[Collected data entries]
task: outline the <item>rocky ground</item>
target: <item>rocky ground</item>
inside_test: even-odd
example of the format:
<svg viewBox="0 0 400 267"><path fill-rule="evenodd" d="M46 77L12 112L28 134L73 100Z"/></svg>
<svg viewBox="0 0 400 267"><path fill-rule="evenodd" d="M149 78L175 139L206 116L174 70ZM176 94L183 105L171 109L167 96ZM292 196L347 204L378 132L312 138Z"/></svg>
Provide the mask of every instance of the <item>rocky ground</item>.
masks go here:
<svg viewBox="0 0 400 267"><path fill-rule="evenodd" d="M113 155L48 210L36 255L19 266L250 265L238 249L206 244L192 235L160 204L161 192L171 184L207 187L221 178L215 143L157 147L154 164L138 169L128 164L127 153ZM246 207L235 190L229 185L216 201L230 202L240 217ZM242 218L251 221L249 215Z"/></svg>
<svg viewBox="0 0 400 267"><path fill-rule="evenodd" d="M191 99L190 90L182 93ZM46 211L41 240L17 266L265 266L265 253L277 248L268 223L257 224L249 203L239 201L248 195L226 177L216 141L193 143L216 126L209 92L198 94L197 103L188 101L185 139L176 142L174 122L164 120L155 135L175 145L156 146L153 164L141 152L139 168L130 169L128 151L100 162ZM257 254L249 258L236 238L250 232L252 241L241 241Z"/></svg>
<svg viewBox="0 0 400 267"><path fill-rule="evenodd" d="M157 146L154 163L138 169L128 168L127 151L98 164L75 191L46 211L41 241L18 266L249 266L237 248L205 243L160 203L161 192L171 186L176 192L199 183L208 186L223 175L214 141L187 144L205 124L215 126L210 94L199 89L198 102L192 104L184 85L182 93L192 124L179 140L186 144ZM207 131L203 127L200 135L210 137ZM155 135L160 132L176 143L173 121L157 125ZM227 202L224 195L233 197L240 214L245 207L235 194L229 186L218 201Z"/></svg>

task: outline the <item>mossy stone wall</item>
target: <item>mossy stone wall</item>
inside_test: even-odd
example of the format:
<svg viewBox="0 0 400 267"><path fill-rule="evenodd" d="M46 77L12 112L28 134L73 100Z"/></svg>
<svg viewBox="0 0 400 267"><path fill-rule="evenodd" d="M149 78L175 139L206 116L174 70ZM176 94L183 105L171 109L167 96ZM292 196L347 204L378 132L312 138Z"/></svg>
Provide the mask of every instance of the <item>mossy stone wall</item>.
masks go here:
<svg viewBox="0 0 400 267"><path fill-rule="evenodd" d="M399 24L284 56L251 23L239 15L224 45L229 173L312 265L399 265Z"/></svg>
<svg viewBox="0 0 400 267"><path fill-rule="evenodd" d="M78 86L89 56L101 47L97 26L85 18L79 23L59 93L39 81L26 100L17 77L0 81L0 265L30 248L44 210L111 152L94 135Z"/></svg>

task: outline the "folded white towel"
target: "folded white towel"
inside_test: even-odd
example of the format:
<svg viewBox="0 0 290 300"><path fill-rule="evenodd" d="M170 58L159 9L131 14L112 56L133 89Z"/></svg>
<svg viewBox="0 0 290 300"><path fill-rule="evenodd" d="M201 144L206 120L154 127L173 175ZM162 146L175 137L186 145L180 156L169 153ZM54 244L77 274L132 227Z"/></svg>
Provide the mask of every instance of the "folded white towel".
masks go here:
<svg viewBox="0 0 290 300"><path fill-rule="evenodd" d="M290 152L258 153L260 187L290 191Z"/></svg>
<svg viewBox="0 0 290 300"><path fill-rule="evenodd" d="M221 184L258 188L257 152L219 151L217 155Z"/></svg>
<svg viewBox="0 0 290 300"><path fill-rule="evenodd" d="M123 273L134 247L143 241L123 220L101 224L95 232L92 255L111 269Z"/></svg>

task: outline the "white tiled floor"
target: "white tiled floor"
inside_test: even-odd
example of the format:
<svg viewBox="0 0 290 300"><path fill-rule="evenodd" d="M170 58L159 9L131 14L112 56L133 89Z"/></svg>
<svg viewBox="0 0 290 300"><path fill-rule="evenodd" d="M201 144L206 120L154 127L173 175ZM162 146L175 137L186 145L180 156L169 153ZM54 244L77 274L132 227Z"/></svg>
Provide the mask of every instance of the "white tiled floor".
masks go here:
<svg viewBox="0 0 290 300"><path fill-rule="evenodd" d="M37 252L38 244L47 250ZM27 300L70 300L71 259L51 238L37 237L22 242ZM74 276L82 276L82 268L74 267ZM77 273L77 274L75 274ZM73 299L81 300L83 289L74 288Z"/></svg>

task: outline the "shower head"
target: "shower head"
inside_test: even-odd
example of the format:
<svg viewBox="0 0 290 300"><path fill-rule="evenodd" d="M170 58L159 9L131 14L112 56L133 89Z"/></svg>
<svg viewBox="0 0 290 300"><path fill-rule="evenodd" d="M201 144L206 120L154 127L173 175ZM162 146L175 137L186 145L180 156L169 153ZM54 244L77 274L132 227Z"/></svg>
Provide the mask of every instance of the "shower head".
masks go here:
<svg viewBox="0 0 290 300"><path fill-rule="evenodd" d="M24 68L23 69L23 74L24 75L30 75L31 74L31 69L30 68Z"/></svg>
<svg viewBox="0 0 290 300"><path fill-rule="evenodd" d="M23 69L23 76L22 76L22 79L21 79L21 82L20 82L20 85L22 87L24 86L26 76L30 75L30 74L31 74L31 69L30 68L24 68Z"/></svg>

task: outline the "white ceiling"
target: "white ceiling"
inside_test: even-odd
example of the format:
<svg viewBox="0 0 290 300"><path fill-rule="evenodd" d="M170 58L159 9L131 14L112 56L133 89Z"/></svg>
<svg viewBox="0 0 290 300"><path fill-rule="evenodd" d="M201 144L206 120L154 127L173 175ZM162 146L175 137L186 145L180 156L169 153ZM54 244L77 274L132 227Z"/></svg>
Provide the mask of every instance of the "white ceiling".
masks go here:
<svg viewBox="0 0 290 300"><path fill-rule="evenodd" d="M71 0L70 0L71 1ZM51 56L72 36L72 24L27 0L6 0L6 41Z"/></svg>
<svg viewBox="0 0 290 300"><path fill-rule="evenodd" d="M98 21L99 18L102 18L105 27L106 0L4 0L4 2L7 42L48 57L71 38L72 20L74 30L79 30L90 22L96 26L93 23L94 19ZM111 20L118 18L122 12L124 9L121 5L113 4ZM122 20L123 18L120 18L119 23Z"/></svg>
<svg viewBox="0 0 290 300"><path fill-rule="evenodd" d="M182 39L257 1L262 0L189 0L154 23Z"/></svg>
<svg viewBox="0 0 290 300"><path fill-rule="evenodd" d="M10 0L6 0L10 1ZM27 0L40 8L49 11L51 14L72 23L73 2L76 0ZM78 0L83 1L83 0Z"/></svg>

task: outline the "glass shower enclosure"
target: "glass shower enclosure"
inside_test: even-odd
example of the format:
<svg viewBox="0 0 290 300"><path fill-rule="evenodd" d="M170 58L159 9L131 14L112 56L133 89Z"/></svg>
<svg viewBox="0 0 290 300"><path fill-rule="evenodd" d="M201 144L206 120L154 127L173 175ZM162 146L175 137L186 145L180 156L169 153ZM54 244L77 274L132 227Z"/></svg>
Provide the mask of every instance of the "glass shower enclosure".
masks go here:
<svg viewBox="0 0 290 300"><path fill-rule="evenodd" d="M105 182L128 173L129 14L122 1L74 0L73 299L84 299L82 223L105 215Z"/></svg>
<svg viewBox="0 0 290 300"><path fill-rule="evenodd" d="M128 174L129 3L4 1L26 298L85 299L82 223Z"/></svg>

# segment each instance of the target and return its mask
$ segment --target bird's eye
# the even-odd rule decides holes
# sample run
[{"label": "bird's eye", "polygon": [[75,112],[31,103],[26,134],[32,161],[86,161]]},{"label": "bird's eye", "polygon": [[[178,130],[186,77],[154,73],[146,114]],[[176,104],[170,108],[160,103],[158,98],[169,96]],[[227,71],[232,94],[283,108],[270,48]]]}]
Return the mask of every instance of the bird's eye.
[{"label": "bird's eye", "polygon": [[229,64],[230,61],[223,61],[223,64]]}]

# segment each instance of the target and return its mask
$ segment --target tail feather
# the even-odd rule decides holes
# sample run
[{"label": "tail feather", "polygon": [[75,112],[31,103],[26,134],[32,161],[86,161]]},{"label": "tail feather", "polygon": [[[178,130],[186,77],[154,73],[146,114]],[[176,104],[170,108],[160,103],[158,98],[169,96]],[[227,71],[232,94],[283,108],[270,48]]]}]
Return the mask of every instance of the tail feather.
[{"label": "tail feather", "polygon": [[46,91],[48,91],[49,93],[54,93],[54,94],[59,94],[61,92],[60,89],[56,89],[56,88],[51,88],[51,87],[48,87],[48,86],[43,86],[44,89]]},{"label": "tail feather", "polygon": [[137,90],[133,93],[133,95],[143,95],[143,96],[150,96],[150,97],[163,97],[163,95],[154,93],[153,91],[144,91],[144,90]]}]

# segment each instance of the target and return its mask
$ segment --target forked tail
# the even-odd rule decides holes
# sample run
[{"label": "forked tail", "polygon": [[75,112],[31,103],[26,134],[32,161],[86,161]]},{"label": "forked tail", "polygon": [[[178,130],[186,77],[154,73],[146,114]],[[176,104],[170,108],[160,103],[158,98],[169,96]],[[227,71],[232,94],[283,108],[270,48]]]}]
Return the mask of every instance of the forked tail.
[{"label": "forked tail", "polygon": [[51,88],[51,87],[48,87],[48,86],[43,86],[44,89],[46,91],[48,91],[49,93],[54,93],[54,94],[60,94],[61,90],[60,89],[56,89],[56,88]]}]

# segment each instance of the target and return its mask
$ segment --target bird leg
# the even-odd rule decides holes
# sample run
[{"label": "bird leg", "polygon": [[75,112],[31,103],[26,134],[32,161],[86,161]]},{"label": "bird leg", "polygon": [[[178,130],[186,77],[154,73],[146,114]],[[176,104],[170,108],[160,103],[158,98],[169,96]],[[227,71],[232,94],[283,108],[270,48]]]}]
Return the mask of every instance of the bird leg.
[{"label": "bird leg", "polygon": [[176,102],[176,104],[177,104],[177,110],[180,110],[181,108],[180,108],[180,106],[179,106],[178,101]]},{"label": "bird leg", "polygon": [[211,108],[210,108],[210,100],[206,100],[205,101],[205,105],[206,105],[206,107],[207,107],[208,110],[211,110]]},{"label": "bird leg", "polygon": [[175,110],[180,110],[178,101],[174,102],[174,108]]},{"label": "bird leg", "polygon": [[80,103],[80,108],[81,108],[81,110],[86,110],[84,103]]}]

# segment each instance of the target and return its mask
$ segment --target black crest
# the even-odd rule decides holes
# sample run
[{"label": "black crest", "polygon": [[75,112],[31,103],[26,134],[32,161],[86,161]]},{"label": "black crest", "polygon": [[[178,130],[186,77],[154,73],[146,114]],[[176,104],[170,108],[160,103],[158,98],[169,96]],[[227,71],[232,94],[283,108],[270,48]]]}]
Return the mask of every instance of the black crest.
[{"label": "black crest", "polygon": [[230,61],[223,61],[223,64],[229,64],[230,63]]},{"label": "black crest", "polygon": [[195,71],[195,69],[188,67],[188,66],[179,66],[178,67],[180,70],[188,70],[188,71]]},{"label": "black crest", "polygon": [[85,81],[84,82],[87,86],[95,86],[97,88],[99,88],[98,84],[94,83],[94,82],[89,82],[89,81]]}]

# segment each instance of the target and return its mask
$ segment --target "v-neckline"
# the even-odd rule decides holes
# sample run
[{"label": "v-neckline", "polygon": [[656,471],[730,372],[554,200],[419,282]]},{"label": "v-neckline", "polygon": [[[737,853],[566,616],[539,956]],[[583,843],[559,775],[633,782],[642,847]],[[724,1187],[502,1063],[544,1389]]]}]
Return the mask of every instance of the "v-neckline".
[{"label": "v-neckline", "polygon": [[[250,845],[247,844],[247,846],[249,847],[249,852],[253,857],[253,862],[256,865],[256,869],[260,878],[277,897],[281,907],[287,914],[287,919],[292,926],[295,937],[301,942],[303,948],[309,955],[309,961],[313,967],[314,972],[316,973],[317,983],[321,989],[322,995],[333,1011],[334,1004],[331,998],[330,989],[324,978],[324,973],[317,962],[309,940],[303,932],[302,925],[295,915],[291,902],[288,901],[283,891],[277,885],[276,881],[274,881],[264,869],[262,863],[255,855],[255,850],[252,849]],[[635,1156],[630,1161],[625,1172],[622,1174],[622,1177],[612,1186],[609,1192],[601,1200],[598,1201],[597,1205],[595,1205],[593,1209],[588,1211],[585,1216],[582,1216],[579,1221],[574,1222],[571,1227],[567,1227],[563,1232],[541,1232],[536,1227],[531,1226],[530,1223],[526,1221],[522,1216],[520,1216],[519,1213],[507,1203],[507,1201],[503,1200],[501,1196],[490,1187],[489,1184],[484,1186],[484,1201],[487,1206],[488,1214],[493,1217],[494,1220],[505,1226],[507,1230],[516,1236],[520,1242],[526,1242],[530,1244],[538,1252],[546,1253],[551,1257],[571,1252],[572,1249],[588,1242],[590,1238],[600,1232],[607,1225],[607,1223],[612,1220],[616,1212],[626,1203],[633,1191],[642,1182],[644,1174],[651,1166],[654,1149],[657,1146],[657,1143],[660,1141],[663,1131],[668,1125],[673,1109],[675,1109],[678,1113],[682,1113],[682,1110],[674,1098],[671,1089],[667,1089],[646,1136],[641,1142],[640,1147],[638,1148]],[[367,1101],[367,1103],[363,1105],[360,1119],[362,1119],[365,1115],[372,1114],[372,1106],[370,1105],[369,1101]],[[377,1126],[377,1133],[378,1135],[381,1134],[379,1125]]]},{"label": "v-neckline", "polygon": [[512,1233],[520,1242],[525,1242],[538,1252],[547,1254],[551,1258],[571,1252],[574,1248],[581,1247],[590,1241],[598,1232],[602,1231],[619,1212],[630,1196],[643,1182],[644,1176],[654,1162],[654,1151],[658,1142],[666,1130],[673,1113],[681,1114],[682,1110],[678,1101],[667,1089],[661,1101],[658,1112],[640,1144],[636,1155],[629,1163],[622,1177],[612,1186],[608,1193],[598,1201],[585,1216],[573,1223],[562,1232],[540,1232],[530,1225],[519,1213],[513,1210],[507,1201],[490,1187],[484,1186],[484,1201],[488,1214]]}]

Task item:
Please restate the records word for word. Go from the first line to the line with "Provide the mask of every instance of the <item>rocky" and include both.

Solution:
task: outline the <item>rocky ground</item>
target: <item>rocky ground</item>
inside_test: even-odd
example of the format:
<svg viewBox="0 0 400 267"><path fill-rule="evenodd" d="M46 77L12 112L28 134L73 100Z"/></svg>
<svg viewBox="0 0 400 267"><path fill-rule="evenodd" d="M149 78L175 139L206 116L174 70ZM176 94L183 105L171 109L167 96ZM292 196L347 204L378 132L312 138Z"/></svg>
Provide the mask of every instance of the <item>rocky ground</item>.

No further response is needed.